----- Trecho do documento

03/02/2020
O pesquisador Andrey Cardoso, da Escola Nacional de Saúde Pública (Ensp/Fiocruz), foi autor principal do estudo que apresentou as características do primeiro surto de gripe documentado em povos indígenas no Brasil. Publicada na revista científica Plos One, a pesquisa revela que no período do surto, ocorrido entre 30 de março e 14 de abril de 2016, foram detectados 73 casos de infecção respiratória aguda (IRA) em 170 indígenas residentes da aldeia Guarani, no sudeste do país, o que representa 75,3% dos casos notificados no primeiro semestre daquele ano. A presença de dificuldade respiratória foi verificada em 20,6% dos casos, 9,6% dos casos foram hospitalizados e coletou-se swab nasofaríngeo em 19,2% dos casos, sobretudo nos de maior gravidade. A cobertura vacinal contra influenza na população antes do surto era de 86,3%.
De acordo com a pesquisa Investigação de um surto de doença respiratória aguda em uma aldeia indígena no Brasil: contribuição da Influenza A (H1N1) pdm09 e vírus sincicial respiratório humano, a maioria dos 73 casos foram de Síndrome Gripal (ILI) (63,0%) ou de Síndrome Respiratória Aguda Grave (Sari) (20,5%). A taxa de ataque de ILI + Sari na população foi de 35,9% e incrementou nos grupos etários mais jovens, atingindo 83,3% e 70,8%, em menores de um ano e entre 1 e 4 anos de idade, respectivamente.

----------
----- Dados registrados

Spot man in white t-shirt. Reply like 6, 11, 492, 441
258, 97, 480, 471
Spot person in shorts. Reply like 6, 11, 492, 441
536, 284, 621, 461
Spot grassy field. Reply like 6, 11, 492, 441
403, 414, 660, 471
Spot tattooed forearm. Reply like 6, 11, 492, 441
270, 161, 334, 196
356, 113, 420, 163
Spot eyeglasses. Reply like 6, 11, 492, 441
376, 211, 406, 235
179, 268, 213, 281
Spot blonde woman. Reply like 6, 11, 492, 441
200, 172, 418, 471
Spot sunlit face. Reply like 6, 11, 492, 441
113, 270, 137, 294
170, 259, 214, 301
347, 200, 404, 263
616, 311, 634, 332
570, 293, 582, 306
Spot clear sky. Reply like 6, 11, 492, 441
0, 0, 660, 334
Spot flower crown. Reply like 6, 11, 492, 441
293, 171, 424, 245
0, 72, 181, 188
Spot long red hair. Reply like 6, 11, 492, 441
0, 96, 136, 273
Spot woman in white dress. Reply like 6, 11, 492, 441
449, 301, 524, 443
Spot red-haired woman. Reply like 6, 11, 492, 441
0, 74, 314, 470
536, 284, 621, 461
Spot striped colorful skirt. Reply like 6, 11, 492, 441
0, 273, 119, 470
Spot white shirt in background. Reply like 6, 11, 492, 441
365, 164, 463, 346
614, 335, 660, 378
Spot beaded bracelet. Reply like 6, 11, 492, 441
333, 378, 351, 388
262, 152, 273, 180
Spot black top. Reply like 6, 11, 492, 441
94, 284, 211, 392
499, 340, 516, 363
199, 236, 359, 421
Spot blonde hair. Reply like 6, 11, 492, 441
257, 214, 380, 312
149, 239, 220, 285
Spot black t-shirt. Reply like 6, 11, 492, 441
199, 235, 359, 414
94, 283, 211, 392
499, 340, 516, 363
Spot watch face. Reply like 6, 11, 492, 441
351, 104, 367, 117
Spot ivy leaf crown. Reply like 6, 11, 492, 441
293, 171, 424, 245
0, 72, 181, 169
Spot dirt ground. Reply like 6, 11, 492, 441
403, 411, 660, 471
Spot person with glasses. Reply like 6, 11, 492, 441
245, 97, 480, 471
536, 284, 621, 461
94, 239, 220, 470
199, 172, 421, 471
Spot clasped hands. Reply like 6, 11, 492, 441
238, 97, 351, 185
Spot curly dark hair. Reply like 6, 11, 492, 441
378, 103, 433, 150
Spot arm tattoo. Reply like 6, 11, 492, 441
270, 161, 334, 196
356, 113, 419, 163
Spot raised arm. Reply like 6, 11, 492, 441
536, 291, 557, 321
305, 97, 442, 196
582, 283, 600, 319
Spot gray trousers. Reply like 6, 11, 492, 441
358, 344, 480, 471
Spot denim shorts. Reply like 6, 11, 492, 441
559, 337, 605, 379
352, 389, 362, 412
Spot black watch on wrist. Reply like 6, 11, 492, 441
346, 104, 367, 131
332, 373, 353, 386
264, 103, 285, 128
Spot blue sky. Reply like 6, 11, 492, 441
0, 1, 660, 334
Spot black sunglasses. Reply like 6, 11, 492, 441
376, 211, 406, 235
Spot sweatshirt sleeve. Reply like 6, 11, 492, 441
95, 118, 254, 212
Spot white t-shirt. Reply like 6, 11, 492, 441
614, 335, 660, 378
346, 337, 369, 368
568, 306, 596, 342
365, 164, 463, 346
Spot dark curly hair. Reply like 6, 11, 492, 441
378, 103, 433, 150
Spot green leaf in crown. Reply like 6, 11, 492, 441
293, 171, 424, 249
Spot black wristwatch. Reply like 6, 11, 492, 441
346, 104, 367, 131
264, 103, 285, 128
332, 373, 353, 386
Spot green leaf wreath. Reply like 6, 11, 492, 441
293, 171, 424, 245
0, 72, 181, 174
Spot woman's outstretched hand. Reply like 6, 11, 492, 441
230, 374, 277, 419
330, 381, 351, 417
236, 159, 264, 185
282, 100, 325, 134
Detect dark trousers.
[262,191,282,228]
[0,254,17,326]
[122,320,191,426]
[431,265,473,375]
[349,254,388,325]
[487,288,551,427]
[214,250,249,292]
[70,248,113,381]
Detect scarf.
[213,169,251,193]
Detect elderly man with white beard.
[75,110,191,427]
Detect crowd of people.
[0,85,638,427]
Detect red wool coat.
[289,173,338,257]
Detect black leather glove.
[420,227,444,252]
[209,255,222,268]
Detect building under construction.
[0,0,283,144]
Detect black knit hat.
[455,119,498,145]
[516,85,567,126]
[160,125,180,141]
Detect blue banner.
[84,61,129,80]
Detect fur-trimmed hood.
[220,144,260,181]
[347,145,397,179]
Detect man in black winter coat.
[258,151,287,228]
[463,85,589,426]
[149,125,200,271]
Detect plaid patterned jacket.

----------

Instrução da tarefa A: Diga se cada afirmação abaixo está de acordo com o texto sobre o surto de gripe na aldeia Guarani. Responda sim ou não e cite as palavras do texto que decidem. (i) O surto aconteceu entre 30 de março e 14 de abril de 2016. (ii) Antes do surto, a cobertura vacinal contra influenza na população era menor que 80%. (iii) 20,6% dos casos foram hospitalizados.
Instrução da tarefa B: Retome o texto sobre o surto de gripe na aldeia Guarani logo depois da última frase mostrada.

Resposta do exercício A:
(i) Sim: "ocorrido entre 30 de março e 14 de abril de 2016"
(ii) Não: "A cobertura vacinal contra influenza na população antes do surto era de 86,3%."
(iii) Não: "9,6% dos casos foram hospitalizados"

Resposta do exercício B:
Os resultados mostraram a chegada antecipada da temporada de influenza, anterior à campanha de vacinação contra o vírus de 2016. Ao mesmo tempo, foi confirmado o surgimento e a disseminação de um novo grupo genético da influenza – não coberto pela vacina de 2015 – e uma sobreposição com a estação do vírus sincicial respiratório humano (hRSV). A confluência dessas circunstâncias em uma aldeia indígena, onde vários fatores de risco para infecção e gravidade são altamente prevalentes, pode explicar a alta taxa de ataque de IRA, apesar da elevada cobertura de vacinação contra influenza, o que confirma a vulnerabilidade dos povos indígenas a infecções respiratórias agudas.
“A literatura sobre a investigação de surtos de doenças respiratórias agudas entre populações indígenas é escassa em todo o mundo. No Brasil, os surtos são relatados por meio do sistema de informações oficiais do Ministério da Saúde, e observou-se que dados de doenças como influenza ou outros vírus respiratórios são analisados, mas raramente publicados. O artigo aponta para a importância da vigilância de vírus respiratórios, vacinação oportuna e controle dos fatores de risco para infecção e gravidade nas populações indígenas, a fim de prevenir doenças e mortes relacionadas, principalmente em crianças. Essa questão se reveste de especial importância na iminência da disseminação mundial do novo coronavírus (2019-nCoV)", disse o autor principal.
O artigo publicado na Plos One reuniu pesquisadores da London School of Hygiene and Tropical Medicine, do Laboratório de Vírus Respiratórios e Sarampo do Instituto Oswaldo Cruz (IOC/Fiocruz), da Universidade Federal Fluminense (UFF), da Universidade do Estado do Rio de Janeiro (Uerj), da Secretaria Especial de Saúde Indígena, da Secretaria Municipal de Saúde de Paraty e da Secretaria de Vigilância em Saúde do Ministério da Saúde, em Brasília.